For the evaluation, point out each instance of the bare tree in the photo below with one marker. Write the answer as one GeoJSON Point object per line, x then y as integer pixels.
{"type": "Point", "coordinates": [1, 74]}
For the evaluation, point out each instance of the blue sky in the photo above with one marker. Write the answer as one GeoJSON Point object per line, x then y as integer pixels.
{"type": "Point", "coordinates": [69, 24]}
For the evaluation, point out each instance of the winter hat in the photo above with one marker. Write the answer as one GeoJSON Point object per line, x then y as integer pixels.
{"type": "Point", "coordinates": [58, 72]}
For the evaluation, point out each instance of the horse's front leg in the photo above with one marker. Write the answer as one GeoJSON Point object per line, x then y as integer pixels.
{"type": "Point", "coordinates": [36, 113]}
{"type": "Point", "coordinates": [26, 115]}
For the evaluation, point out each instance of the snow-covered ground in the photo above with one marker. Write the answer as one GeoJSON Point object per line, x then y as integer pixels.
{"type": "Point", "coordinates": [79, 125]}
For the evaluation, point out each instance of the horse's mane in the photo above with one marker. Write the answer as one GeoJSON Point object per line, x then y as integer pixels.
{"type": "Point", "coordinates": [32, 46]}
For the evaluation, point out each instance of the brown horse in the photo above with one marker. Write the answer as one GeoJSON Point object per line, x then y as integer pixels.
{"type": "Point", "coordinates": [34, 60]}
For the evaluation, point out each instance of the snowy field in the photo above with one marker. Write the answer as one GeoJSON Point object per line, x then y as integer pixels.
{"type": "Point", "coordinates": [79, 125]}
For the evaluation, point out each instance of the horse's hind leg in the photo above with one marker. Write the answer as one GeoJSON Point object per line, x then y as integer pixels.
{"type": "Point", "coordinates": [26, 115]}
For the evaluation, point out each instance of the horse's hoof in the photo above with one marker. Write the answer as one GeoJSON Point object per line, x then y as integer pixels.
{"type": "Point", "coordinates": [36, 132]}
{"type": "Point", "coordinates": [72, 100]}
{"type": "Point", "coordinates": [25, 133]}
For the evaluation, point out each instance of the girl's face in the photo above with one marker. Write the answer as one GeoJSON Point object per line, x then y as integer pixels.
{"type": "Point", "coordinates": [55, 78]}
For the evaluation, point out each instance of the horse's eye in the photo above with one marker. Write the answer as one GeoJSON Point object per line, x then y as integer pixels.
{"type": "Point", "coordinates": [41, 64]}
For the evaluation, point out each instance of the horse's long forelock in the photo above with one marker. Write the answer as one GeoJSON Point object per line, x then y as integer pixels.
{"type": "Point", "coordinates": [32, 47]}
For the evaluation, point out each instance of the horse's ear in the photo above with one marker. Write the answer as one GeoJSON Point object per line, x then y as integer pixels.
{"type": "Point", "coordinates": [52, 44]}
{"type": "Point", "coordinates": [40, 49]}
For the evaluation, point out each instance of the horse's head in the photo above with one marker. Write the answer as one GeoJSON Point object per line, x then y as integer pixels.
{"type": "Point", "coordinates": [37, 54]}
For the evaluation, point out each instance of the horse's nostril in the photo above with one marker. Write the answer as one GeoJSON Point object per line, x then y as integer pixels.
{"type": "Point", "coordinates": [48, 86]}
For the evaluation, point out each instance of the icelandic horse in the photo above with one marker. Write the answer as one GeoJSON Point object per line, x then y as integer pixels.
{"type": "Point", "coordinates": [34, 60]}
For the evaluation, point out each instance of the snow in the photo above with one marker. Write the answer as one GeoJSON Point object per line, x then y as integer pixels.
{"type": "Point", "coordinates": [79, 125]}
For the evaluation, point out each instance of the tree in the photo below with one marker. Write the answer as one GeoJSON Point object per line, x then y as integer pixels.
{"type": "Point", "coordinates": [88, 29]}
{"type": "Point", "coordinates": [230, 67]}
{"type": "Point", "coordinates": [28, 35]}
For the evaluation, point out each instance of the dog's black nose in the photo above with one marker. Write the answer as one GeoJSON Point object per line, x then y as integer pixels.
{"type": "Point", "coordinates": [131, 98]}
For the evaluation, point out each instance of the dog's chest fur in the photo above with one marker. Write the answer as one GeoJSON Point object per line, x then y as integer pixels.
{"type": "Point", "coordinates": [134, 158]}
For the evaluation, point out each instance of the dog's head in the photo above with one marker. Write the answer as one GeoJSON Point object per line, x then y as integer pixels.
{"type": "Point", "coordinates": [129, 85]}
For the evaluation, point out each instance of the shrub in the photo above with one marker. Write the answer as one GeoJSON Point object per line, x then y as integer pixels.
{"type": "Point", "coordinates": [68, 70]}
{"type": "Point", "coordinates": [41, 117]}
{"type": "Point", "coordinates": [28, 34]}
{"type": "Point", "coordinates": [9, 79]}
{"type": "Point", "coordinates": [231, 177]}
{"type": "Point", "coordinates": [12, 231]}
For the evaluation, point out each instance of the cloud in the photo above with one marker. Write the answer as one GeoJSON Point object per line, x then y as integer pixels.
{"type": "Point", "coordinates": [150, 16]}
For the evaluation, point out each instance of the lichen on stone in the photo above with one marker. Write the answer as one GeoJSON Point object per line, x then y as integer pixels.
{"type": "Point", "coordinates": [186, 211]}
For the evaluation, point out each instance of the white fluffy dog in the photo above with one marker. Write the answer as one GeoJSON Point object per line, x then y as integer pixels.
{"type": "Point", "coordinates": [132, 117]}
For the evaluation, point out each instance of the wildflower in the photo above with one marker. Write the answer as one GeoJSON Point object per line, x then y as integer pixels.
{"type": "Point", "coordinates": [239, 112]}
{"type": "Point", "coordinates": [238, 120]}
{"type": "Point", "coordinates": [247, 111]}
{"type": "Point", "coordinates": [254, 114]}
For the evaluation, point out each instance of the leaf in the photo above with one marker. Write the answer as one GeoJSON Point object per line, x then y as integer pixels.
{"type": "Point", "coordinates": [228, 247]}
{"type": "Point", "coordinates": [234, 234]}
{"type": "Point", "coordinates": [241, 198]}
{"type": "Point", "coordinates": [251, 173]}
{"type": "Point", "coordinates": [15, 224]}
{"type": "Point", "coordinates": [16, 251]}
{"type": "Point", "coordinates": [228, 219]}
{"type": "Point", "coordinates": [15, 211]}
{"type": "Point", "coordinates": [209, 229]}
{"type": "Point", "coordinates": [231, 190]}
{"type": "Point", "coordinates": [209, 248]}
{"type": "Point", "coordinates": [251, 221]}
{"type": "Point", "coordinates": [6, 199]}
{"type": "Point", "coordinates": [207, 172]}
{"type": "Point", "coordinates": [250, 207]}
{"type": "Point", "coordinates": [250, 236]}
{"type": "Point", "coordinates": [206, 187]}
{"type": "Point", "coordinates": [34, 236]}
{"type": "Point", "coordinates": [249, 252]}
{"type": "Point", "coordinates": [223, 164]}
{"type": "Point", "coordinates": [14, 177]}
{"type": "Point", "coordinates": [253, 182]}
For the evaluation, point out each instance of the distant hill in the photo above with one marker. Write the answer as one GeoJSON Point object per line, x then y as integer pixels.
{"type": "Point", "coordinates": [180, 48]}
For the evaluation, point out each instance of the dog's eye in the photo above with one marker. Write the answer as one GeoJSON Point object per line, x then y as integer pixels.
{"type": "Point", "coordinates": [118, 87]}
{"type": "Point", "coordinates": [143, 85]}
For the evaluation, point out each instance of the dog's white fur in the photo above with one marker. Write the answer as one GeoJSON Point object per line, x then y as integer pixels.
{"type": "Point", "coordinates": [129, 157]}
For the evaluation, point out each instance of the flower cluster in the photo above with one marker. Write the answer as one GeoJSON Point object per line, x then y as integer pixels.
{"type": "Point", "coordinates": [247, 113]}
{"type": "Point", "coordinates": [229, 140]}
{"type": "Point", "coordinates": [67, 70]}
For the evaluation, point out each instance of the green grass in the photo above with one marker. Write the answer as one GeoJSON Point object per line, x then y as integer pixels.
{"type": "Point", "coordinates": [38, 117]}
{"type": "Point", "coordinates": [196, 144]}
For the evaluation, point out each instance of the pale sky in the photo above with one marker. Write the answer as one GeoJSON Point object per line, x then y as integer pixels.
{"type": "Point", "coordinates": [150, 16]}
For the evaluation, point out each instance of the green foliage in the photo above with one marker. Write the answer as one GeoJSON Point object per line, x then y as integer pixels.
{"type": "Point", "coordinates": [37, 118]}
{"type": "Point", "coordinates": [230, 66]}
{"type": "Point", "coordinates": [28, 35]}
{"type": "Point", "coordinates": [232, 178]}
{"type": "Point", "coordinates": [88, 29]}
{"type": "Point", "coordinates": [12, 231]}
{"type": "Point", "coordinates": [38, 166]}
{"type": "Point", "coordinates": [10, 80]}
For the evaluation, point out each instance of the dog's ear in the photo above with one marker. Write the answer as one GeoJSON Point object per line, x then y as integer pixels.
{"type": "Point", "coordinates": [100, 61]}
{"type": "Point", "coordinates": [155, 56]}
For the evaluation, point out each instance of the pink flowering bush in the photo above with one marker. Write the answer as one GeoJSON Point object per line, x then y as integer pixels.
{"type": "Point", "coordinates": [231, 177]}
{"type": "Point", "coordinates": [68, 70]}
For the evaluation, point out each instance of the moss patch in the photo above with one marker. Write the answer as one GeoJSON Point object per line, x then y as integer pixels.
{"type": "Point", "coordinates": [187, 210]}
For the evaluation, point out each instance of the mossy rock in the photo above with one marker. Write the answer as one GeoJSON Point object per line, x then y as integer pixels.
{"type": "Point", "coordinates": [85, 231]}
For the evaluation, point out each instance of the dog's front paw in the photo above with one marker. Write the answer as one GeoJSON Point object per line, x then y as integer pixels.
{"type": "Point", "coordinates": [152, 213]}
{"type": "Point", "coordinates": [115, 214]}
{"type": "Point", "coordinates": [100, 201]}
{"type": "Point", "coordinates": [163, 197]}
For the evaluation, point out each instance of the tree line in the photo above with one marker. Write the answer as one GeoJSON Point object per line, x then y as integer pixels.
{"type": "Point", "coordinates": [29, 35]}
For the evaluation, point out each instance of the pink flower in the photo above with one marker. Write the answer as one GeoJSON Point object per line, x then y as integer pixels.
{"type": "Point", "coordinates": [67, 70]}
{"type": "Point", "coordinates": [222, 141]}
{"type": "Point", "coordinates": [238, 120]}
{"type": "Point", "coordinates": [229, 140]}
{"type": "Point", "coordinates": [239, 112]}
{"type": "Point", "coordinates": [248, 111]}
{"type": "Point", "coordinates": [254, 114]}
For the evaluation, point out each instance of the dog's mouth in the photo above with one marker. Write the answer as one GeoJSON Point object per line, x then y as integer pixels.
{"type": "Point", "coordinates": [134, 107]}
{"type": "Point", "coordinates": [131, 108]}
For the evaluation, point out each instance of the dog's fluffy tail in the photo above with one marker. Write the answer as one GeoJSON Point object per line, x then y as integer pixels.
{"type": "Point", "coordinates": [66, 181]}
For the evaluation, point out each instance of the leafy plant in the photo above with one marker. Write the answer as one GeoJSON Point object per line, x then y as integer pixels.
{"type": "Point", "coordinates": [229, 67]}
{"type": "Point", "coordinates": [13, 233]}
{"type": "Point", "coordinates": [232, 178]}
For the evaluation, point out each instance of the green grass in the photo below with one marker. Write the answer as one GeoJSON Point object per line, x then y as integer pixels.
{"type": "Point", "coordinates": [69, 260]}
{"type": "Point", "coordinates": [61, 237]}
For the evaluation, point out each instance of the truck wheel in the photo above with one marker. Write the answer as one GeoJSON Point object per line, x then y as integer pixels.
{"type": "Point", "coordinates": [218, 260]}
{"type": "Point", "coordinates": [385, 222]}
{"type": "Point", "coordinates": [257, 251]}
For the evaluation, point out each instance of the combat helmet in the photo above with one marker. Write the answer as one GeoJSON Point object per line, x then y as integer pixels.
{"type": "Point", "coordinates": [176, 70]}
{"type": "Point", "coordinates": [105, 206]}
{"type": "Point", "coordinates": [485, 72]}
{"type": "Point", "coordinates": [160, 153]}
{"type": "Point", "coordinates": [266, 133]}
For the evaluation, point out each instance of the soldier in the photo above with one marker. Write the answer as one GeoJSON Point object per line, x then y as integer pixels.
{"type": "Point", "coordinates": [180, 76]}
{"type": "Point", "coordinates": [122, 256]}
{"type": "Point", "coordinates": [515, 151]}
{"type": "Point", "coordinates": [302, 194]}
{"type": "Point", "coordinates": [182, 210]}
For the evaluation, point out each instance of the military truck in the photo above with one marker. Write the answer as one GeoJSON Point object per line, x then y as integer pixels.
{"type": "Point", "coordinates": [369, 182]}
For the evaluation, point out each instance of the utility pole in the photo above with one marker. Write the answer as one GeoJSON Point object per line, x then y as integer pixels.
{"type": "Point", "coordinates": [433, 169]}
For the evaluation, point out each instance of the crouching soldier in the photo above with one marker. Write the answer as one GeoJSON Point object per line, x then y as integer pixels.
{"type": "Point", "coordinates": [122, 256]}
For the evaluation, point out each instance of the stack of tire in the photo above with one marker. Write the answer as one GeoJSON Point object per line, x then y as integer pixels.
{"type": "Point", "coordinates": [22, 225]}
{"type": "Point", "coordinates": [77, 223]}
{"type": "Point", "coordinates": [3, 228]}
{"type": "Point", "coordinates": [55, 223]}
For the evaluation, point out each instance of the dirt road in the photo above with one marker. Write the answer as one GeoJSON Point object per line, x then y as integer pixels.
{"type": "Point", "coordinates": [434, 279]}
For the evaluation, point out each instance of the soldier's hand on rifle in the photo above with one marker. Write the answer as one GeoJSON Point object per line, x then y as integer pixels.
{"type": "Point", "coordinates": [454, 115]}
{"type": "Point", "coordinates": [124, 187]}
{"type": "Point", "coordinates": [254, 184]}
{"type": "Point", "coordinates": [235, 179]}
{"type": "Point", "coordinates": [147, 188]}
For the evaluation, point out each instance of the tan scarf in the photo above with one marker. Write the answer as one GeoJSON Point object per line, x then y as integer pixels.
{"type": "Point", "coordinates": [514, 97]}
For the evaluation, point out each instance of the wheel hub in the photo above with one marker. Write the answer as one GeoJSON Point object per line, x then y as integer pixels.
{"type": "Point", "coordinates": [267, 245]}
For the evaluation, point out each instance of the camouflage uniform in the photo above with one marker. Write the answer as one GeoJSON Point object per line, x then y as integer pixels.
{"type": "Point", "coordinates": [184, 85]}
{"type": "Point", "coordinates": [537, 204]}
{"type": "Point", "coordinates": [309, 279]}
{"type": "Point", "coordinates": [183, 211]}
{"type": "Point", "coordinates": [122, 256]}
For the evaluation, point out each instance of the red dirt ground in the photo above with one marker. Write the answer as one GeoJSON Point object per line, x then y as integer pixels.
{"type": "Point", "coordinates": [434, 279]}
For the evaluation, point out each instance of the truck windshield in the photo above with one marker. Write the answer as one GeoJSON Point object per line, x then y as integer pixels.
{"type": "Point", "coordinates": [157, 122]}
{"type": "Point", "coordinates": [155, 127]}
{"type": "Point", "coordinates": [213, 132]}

_Task brief_: Please retype, exactly as written, every line from the line containing "For the evaluation, point out each instance of the red" through the last line of the records above, including both of those lines, and nothing else.

_Task response_:
For the evaluation, point out each instance of the red dirt ground in the photo above with one marker. Write the answer as one GeoJSON Point object per line, x then y as integer pixels.
{"type": "Point", "coordinates": [434, 279]}
For the evaluation, point out each instance of the truck windshield in the photo above with one marker. Write the answer as one GeoJSON Point object per line, x then y as integer pixels.
{"type": "Point", "coordinates": [157, 122]}
{"type": "Point", "coordinates": [155, 127]}
{"type": "Point", "coordinates": [213, 132]}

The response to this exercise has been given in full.